PROBLEM DESCRIPTION » Reproduce exactly, and only, the lines below from the one containing "Could you kindly tag the white metal" through the one containing "Could you kindly tag the utility".

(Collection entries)
• • • • •
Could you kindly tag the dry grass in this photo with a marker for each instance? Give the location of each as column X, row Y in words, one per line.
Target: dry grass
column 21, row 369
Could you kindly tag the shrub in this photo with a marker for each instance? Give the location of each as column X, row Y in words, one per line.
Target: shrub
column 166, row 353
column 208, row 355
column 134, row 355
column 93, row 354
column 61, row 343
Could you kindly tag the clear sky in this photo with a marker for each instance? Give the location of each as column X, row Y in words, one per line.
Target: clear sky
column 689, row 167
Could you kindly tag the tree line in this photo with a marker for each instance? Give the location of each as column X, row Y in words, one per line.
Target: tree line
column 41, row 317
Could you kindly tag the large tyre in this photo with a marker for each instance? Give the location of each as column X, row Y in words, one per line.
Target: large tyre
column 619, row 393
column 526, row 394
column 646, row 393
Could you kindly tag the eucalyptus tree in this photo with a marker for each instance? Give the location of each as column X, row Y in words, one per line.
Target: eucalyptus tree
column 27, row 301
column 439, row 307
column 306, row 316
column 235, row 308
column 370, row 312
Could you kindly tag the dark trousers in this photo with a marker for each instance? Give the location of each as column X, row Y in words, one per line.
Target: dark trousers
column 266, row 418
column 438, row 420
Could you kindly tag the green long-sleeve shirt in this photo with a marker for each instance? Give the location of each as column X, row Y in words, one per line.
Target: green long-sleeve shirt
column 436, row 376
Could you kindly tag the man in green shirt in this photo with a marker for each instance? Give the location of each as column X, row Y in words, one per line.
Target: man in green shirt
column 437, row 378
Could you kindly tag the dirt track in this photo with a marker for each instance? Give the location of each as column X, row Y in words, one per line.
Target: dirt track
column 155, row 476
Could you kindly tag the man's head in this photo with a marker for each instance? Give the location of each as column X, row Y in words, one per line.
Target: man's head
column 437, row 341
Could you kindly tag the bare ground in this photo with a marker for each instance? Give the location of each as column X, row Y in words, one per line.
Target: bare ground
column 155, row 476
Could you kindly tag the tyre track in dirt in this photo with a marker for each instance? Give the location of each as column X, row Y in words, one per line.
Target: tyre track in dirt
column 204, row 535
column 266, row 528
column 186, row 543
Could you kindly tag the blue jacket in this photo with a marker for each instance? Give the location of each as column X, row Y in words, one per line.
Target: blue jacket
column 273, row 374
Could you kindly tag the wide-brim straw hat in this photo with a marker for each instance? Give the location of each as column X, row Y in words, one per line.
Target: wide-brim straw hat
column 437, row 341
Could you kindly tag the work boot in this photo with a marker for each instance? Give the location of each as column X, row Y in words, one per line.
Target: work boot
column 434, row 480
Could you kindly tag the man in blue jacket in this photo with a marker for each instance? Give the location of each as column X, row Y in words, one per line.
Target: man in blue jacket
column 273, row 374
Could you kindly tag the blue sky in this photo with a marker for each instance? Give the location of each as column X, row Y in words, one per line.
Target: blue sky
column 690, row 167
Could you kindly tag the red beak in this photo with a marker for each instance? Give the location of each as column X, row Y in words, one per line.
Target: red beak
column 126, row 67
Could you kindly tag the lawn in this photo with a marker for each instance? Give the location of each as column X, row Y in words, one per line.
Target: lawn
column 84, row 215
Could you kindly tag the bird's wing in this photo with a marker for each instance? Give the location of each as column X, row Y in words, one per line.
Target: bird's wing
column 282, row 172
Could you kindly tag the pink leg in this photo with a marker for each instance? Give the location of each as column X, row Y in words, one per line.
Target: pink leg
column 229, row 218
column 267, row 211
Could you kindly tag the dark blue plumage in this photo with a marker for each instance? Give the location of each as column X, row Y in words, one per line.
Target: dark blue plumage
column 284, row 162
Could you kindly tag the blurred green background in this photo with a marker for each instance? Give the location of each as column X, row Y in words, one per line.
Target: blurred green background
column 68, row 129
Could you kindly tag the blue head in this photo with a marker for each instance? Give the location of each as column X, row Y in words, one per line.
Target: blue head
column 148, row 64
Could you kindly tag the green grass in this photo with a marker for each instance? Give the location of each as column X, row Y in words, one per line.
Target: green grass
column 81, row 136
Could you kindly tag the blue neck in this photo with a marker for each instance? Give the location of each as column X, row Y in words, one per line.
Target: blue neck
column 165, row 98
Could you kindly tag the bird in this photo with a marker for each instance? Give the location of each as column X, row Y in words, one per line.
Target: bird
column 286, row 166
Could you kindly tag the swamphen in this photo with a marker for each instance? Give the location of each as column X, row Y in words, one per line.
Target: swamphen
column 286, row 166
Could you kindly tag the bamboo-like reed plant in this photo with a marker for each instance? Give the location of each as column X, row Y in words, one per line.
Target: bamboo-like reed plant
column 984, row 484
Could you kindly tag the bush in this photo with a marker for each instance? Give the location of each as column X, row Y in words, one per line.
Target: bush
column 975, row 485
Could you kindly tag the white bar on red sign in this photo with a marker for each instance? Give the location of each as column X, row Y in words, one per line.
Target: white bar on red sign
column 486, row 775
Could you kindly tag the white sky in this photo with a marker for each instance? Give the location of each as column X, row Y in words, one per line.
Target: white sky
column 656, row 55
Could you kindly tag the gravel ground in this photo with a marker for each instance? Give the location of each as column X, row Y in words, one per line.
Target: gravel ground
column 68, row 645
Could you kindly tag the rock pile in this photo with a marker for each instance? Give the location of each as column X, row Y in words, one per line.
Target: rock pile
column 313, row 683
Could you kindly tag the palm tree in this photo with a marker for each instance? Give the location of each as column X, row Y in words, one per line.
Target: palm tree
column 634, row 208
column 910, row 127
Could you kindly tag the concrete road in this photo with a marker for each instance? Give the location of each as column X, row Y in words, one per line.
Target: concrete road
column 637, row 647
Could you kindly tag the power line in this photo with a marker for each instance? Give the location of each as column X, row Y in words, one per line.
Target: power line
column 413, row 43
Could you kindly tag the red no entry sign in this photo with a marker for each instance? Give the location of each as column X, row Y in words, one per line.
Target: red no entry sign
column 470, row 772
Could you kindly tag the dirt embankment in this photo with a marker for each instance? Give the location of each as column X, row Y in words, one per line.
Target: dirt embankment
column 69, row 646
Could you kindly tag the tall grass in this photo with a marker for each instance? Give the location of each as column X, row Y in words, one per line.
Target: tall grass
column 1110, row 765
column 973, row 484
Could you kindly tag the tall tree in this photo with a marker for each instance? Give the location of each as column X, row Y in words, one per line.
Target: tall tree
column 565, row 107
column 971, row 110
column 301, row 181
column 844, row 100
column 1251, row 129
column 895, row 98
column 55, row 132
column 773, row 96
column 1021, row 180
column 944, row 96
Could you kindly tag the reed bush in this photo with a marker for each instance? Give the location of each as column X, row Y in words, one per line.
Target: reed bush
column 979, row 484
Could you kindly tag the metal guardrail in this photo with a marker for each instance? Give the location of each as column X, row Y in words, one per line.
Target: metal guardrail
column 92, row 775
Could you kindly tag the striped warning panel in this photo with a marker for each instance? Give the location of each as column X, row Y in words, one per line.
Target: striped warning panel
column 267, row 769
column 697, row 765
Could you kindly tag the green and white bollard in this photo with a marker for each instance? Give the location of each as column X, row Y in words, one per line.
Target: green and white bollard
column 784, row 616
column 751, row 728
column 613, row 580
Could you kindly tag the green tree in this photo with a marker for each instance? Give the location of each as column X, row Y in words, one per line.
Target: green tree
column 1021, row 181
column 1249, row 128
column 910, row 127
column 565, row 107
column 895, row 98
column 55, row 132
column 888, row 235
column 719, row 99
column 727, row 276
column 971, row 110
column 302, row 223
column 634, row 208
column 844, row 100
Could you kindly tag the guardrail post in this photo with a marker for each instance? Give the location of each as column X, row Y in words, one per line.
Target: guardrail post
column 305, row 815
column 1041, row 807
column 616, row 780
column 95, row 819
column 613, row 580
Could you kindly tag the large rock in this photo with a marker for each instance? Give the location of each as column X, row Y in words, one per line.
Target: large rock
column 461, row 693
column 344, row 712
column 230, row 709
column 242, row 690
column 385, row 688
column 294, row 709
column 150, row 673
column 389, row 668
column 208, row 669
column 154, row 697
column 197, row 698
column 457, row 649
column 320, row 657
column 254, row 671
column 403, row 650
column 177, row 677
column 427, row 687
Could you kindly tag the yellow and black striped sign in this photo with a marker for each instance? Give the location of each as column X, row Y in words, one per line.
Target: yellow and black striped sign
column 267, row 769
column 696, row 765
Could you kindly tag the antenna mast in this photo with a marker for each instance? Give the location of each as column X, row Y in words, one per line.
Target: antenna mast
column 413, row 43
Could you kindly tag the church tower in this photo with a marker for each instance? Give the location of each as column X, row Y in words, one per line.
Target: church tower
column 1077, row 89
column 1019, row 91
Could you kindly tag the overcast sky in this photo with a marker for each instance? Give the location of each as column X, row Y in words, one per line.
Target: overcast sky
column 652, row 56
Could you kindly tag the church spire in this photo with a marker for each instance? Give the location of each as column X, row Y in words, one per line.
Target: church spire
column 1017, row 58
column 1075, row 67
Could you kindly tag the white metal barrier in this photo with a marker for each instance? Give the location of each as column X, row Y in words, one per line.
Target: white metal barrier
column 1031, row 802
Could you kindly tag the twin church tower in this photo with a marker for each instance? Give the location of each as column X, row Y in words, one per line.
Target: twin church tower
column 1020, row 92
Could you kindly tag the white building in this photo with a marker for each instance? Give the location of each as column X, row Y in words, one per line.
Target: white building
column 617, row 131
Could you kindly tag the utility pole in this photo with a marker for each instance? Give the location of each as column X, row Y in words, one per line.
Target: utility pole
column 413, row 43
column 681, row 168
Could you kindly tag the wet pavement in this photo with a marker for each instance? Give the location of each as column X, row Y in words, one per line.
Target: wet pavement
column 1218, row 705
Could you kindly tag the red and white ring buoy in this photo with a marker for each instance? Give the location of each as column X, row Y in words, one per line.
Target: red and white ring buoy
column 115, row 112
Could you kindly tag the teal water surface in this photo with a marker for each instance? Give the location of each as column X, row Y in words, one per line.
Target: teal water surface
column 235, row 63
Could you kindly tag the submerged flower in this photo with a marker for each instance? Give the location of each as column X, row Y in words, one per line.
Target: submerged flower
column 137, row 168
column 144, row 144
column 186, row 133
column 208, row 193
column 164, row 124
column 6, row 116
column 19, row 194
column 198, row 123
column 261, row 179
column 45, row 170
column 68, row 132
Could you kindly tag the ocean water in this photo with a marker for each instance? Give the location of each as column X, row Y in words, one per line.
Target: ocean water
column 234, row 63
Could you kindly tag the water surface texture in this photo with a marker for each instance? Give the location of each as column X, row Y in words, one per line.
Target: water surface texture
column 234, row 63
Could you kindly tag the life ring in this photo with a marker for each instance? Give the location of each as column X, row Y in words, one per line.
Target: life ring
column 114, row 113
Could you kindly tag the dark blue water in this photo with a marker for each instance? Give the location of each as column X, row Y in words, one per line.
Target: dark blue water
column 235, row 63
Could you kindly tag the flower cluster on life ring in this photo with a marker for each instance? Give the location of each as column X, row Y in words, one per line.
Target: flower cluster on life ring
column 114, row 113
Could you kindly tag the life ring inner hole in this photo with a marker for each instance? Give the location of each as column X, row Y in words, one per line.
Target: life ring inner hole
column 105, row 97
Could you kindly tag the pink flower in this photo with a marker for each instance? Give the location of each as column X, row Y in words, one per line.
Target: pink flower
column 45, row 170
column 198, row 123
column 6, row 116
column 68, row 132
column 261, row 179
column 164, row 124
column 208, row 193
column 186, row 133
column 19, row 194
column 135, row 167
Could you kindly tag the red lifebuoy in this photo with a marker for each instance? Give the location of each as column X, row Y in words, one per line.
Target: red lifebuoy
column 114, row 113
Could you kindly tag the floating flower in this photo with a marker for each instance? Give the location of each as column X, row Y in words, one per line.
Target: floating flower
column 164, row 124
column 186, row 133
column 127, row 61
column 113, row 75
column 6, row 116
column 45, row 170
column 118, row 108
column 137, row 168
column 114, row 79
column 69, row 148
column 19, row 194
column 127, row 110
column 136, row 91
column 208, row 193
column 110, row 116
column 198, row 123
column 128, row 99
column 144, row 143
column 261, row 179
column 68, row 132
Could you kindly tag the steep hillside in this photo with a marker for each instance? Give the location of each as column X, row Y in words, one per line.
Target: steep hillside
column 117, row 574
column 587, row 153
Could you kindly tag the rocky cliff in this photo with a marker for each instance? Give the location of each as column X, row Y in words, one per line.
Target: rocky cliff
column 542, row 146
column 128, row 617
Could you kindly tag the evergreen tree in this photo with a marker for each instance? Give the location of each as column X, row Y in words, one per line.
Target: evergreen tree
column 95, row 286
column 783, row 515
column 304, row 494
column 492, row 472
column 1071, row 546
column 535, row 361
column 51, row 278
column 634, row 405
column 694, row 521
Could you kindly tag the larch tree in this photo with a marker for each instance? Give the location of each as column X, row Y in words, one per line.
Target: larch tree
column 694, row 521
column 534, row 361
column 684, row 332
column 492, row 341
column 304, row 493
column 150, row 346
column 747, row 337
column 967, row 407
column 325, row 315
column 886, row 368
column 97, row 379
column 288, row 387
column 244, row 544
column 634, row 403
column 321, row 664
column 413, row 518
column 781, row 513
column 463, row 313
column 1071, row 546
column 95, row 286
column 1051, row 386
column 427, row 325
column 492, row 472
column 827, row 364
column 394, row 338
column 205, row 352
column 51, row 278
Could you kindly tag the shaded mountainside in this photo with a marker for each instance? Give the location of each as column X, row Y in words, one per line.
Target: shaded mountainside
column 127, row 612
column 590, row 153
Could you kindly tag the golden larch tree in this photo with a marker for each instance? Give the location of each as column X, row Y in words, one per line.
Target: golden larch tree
• • • • •
ANSWER SPACE »
Could you kindly tag the white metal barrier in this photo with a marker for each instance? Give the location of each as column X, row Y in words, one per line.
Target: white metal barrier
column 1031, row 802
Could you kindly tag the twin church tower in this photo with a marker for each instance? Give the location of each as column X, row Y in words, one per line.
Target: twin church tower
column 1020, row 92
Could you kindly tag the white building in this photo with a marker for each instance? Give the location of each as column X, row Y in words, one per line.
Target: white building
column 617, row 131
Could you kindly tag the utility pole in this photo with a marker for each instance? Give the location of each as column X, row Y in words, one per line.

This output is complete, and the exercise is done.